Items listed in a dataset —
'''
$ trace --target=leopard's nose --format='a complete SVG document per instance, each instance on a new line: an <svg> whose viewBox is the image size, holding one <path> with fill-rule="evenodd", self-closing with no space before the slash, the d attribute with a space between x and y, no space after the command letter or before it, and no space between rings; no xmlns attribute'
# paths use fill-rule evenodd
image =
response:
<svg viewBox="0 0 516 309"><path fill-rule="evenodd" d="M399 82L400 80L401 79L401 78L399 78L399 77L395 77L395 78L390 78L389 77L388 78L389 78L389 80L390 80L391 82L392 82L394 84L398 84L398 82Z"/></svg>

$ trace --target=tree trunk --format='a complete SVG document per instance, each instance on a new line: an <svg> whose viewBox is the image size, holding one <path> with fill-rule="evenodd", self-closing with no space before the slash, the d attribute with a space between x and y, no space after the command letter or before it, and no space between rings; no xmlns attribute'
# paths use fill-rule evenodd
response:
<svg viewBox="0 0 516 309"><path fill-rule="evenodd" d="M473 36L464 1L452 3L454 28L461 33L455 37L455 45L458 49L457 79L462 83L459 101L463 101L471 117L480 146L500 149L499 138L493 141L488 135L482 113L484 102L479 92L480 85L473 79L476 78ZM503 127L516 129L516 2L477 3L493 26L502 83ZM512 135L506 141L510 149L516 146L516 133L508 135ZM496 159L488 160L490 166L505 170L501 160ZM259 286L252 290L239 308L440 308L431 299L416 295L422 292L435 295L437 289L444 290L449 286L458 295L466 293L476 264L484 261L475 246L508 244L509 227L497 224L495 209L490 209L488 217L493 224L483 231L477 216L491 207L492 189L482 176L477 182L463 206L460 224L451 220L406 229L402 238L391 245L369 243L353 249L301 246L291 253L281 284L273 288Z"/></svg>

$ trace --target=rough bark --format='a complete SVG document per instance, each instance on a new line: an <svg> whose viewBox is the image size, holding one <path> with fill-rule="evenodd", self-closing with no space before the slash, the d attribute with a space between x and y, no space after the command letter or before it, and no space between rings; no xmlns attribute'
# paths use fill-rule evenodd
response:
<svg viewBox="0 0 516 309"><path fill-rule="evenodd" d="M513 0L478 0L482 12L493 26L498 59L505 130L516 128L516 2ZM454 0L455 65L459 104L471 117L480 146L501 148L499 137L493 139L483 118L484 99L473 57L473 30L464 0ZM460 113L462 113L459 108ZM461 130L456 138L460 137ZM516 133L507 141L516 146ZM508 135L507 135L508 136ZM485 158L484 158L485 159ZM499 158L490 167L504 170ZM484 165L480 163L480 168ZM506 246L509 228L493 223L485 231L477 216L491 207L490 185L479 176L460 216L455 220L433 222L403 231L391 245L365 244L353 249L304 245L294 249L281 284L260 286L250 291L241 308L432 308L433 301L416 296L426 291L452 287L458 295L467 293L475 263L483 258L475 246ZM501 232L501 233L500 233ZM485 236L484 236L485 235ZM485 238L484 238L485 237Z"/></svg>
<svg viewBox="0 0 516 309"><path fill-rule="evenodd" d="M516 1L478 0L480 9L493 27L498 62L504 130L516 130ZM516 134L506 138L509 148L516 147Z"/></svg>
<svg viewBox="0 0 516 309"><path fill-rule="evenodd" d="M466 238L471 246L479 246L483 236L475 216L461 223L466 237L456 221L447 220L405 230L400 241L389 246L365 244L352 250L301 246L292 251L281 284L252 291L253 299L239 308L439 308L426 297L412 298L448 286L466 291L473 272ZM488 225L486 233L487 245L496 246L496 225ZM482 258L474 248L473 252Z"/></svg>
'''
WHAT IS BEING ASKED — Give every line of the records above as a JSON list of strings, one string per line, leaving out blank lines.

FINISHED ANSWER —
[
  "$ trace --target=leopard's nose --format='a complete SVG document per instance, each instance on a new line: an <svg> whose viewBox is the image size, holding one <path> with fill-rule=\"evenodd\", self-closing with no space before the slash, the d attribute with a space between x and y, no space after the command letter or before it, and no space between rings; no xmlns attribute'",
  "# paths use fill-rule evenodd",
  "image =",
  "response:",
  "<svg viewBox=\"0 0 516 309\"><path fill-rule=\"evenodd\" d=\"M399 82L400 80L401 79L401 78L399 78L399 77L395 77L395 78L390 78L389 77L388 78L389 78L389 80L390 80L391 82L392 82L394 84L398 84L398 82Z\"/></svg>",
  "$ trace --target=tree trunk --format='a complete SVG document per instance, each instance on a new line: an <svg> whose viewBox is the image size, holding one <path> with fill-rule=\"evenodd\", self-closing with no space before the slash, the d attribute with a space between x and y, no space after the command letter or before it, and no space between rings; no xmlns attribute'",
  "# paths use fill-rule evenodd",
  "response:",
  "<svg viewBox=\"0 0 516 309\"><path fill-rule=\"evenodd\" d=\"M473 36L464 1L452 3L454 28L461 33L455 37L455 45L458 49L457 79L462 83L459 101L463 101L471 117L480 146L500 149L499 138L493 141L488 135L482 113L484 102L479 92L480 85L473 79L476 78ZM503 127L516 129L516 2L477 3L493 26L502 83ZM512 135L506 141L510 149L516 146L516 133L508 135ZM496 159L488 160L490 166L505 170L501 160ZM259 286L252 290L239 308L440 308L431 299L416 295L422 292L435 295L437 289L444 290L449 286L458 295L466 293L476 264L484 261L475 246L508 244L509 227L497 224L495 209L490 209L488 217L493 224L483 231L477 216L491 207L492 189L482 176L477 182L463 206L460 224L451 220L406 229L402 238L391 245L369 243L353 249L301 246L291 253L281 284L273 288Z\"/></svg>",
  "$ trace --target=rough bark --format='a complete SVG document per instance, each instance on a new line: an <svg> whose viewBox is the image size, holding one <path> with fill-rule=\"evenodd\", self-closing with no space before the slash, the d attribute with a space between x and y, no space after the command letter or before it, and no space between rings; no xmlns attribute'",
  "# paths use fill-rule evenodd",
  "response:",
  "<svg viewBox=\"0 0 516 309\"><path fill-rule=\"evenodd\" d=\"M513 0L478 0L482 12L493 26L498 59L505 130L516 128L516 2ZM454 0L455 65L459 104L471 117L480 146L501 148L499 137L493 139L483 118L484 99L473 57L473 30L464 0ZM460 113L462 113L459 108ZM461 130L456 138L460 137ZM516 133L507 141L516 146ZM508 135L507 135L508 136ZM485 158L484 158L485 159ZM499 158L490 167L504 170ZM484 165L480 163L480 168ZM506 246L509 228L493 223L485 231L477 216L491 207L490 185L479 176L460 216L455 220L433 222L403 231L391 245L365 244L353 249L304 245L294 249L281 284L260 286L250 291L241 308L432 308L433 301L416 296L426 291L452 287L458 295L467 293L475 263L483 258L475 246ZM501 232L501 233L500 233ZM485 236L484 236L485 235ZM485 238L484 238L485 237Z\"/></svg>",
  "<svg viewBox=\"0 0 516 309\"><path fill-rule=\"evenodd\" d=\"M516 1L478 0L480 9L493 27L498 62L504 130L516 130ZM516 134L506 138L509 148L516 147Z\"/></svg>",
  "<svg viewBox=\"0 0 516 309\"><path fill-rule=\"evenodd\" d=\"M466 238L471 246L479 246L483 236L475 216L461 223L466 237L456 221L447 220L405 230L400 241L389 246L365 244L352 250L301 246L292 251L281 284L252 291L253 299L239 308L439 308L426 297L412 298L448 286L466 291L473 272ZM488 225L486 233L487 245L496 246L496 225ZM482 258L474 248L473 252Z\"/></svg>"
]